Advantageous Effects
[0037] As described above, the construction climbing system with
improved structural stability according to the present invention
minimizes the protruding part for connecting the climbing rails.
The structural stability is achieved by improving the assembly
structure of the climbing rails installed to have a similar length
to the cage by connecting a plurality of climbing rails. Therefore,
there is an effect that the construction climbing system moving in
a vertical direction may move in a more stable state. The effect is
achieved by preventing the cage movement from being obstructed due
to the protruding part being caught by the shoe during the vertical
movement of the cage.
[0038] In addition, the gang form is connected to the upper part of
the cage in a structure capable of reversing, in other words, the
lower surface of the gang form frame is contacted with upper
surface of the cage frame with each other, so that the gang form
has a structure to be moved back and forth by the gear coupling of
the rack and the pinion. Accordingly, there is an effect that the
gang form may be removed or installed in a state where left and
right balances are maintained without biasing to one side, so that
the gang form may be removed and moved stably.
[0039] In addition, when the worker is demolding and installing the
gang form or working in the cage, an auxiliary scaffold that may be
installed in close proximity to the position of the building on one
side of a working scaffold is provided, and an improved bracket is
also provided so that the installation state of the auxiliary
scaffold may be firmly maintained. As a result, the work
environment of the worker may be safely secured by providing the
working radius for the worker as wide as possible, thereby
preventing accidents such as falling of a worker or s working tool
that may occur during the work.
DESCRIPTION OF DRAWINGS
[0040] FIG. 1 is a side view of a state in which a construction
climbing system with improved structural stability according to the
present invention is provided in a building.
[0041] FIG. 2 is a perspective view of the climbing rail of the
construction climbing system with improved structural stability
according to the present invention.
[0042] FIG. 3 is an exploded perspective view of the gang form
moving-means part of the construction climbing system with improved
structural stability according to the present invention.
[0043] FIG. 4 is a cross-sectional view of the combined state of
the gang form moving-means part of the construction climbing system
with improved structural stability according to the present
invention.
[0044] FIG. 5 is an enlarged view of part A of FIG. 1.

Stated goal. In the climbing system passage, what moves the gang form back and forth?

Listed entries.
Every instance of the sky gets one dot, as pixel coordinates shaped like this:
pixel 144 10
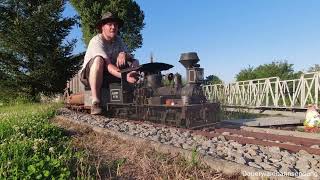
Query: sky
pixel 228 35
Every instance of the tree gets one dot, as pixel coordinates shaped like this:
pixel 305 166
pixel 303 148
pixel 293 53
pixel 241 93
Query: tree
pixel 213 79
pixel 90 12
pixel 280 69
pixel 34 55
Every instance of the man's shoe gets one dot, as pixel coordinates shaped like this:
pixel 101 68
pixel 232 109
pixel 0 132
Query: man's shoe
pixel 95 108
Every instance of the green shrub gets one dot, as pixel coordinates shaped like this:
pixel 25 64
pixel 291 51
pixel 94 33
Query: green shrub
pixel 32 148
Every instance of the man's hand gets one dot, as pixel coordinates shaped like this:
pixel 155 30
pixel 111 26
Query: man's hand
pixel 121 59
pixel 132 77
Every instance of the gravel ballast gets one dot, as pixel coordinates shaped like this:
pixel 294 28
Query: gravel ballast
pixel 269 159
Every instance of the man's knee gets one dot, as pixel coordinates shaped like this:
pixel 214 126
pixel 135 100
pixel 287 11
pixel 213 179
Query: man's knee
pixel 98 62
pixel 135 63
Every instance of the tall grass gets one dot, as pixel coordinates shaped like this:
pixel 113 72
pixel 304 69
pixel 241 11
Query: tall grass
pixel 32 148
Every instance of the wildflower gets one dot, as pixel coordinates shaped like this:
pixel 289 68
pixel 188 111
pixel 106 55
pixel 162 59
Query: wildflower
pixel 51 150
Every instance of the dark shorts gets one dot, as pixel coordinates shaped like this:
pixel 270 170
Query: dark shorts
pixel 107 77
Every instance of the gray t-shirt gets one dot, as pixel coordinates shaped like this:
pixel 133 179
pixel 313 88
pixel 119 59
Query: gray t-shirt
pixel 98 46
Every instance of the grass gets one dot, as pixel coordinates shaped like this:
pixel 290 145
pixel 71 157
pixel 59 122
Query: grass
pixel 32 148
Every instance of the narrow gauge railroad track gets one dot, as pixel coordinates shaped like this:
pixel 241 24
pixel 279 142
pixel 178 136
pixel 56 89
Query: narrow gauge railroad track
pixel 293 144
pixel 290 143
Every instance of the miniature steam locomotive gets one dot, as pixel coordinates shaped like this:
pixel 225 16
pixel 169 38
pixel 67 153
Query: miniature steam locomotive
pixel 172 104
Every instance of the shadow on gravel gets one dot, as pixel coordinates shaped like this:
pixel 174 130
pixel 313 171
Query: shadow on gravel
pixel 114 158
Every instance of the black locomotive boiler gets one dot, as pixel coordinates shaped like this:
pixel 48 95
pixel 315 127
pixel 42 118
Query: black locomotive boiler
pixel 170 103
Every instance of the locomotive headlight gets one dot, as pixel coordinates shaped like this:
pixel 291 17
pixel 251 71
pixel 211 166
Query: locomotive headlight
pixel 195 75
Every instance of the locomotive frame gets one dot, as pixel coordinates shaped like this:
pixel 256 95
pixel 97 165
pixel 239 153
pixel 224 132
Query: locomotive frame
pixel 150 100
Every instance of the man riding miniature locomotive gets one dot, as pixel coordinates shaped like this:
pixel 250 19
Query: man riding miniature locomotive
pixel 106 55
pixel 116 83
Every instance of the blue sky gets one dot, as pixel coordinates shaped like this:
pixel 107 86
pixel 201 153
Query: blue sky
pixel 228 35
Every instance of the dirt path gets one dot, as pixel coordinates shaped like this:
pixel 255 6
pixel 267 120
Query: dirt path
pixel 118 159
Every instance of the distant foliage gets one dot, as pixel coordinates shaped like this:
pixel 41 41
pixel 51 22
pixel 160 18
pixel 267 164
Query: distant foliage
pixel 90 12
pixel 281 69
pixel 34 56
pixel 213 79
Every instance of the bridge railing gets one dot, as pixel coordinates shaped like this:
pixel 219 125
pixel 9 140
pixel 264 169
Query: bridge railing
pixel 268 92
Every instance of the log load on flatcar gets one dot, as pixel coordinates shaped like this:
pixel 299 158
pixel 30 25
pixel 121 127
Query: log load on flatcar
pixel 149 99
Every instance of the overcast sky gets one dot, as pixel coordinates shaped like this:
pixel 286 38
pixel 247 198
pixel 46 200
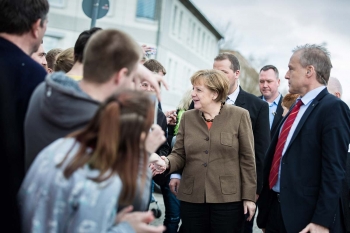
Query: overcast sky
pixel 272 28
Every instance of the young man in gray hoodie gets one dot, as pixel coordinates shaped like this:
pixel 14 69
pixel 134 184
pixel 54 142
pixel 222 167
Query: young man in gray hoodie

Result below. The gear coupling of the rack and the pinion.